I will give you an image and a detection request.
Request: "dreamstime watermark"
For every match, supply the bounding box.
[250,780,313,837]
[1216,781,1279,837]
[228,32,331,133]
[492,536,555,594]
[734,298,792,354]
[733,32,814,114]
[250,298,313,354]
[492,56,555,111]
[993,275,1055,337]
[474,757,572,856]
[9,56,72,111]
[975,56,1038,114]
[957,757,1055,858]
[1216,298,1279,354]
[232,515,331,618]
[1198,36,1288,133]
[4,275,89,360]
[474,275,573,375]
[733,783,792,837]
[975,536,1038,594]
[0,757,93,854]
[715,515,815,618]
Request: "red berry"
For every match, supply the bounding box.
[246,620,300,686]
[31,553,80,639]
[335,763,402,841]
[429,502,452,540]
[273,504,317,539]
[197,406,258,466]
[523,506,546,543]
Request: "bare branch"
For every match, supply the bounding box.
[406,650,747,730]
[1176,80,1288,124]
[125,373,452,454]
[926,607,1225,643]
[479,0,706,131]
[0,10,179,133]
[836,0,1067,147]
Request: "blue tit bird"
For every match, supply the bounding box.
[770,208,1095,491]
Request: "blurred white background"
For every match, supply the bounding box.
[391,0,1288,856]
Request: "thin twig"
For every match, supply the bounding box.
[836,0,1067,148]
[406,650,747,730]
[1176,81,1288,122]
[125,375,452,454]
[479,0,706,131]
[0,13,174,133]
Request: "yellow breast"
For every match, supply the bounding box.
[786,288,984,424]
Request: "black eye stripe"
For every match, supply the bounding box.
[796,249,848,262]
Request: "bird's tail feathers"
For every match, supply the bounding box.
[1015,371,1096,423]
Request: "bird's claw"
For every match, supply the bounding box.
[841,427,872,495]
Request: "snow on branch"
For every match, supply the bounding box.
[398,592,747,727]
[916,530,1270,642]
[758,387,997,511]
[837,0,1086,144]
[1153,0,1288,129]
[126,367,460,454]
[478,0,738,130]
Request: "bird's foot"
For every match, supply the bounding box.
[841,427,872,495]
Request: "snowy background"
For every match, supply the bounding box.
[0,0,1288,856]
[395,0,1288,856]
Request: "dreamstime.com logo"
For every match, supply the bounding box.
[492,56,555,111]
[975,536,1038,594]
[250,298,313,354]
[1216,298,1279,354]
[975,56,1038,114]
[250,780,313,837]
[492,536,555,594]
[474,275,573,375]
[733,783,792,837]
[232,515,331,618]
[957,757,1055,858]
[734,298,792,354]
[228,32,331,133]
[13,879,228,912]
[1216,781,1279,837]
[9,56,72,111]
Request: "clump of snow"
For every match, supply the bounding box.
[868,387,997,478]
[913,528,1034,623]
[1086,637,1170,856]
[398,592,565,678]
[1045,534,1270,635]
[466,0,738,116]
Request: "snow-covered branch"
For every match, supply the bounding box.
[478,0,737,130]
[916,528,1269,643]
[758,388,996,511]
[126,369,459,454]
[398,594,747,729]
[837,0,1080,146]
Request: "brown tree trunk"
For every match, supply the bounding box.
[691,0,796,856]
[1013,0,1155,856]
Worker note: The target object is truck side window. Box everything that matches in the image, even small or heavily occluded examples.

_Written request_
Copy every line of the data above word for word, from start to finish.

_Exercise solution_
I will give you an image and a detection request.
Request: "dreamstime watermark"
For every match, supply the bounding box.
[250,780,313,837]
[1216,781,1279,837]
[228,32,331,133]
[492,536,555,594]
[734,298,792,354]
[733,32,814,114]
[250,298,313,354]
[492,56,555,111]
[993,275,1055,337]
[474,757,572,856]
[9,56,72,111]
[975,56,1038,114]
[957,757,1055,858]
[1216,298,1279,354]
[232,515,331,618]
[1198,36,1288,133]
[4,275,89,360]
[474,275,573,375]
[733,783,792,837]
[975,536,1038,594]
[0,757,93,854]
[715,515,815,618]
Request: "red berry"
For every match, supply the bounding box.
[246,620,300,686]
[31,553,80,639]
[335,763,402,841]
[429,502,452,540]
[273,504,317,539]
[197,406,258,466]
[523,506,546,543]
Request: "bare branch"
For every match, supply the bounding box.
[406,650,747,730]
[1176,80,1288,124]
[125,373,452,454]
[926,607,1225,643]
[479,0,706,131]
[0,10,179,133]
[836,0,1067,147]
Request: "blue tit bird"
For every match, supply the bounding box.
[770,208,1095,491]
Request: "blurred white background"
For every match, supply the bounding box.
[391,0,1288,856]
Request: "thin twig"
For every match, supply the bounding box.
[836,0,1067,148]
[406,650,747,730]
[1176,81,1288,122]
[125,375,452,454]
[479,0,706,131]
[0,13,174,133]
Request: "yellow breast"
For every match, supply the bounding box.
[786,288,984,424]
Request: "black eye stripe"
For every match, supply the bounding box.
[796,249,848,262]
Request: "bird's tail feathers"
For every match, supply the bounding box.
[1015,371,1096,423]
Request: "bird's claw"
For every match, supply the bounding box.
[841,427,872,495]
Request: "snow on branch"
For every match, supply the bounding box.
[398,592,747,727]
[916,530,1270,642]
[758,387,997,511]
[837,0,1086,144]
[1153,0,1288,129]
[126,367,460,454]
[478,0,738,130]
Request: "bird's foot"
For every match, supply the bounding box.
[841,427,872,495]
Request: "snowy background"
For every match, supply the bounding box.
[0,0,1288,856]
[395,0,1288,856]
Request: "dreamstime.com logo"
For every match, supply the bounding box.
[492,56,555,111]
[975,536,1038,594]
[250,298,313,354]
[1216,298,1279,354]
[975,56,1038,114]
[250,780,313,837]
[492,536,555,594]
[474,275,573,375]
[733,783,792,837]
[232,515,331,618]
[957,757,1055,858]
[734,298,792,354]
[228,32,331,133]
[13,879,228,912]
[1216,781,1279,837]
[9,56,72,111]
Request: "clump of snow"
For every match, supply the bounding box.
[868,387,997,478]
[913,528,1034,623]
[1086,637,1170,856]
[398,592,565,678]
[1045,534,1270,635]
[466,0,738,116]
Request: "snow-covered branch"
For every match, supply the bounding box.
[478,0,737,130]
[916,528,1269,643]
[758,388,996,511]
[126,369,459,454]
[398,594,747,729]
[837,0,1080,146]
Request: "brown tree trunk"
For every match, supply the bounding box.
[691,0,796,856]
[1013,0,1155,856]
Worker note: The target object is truck side window. Box everything that matches in the image, even small or heavily occluded examples.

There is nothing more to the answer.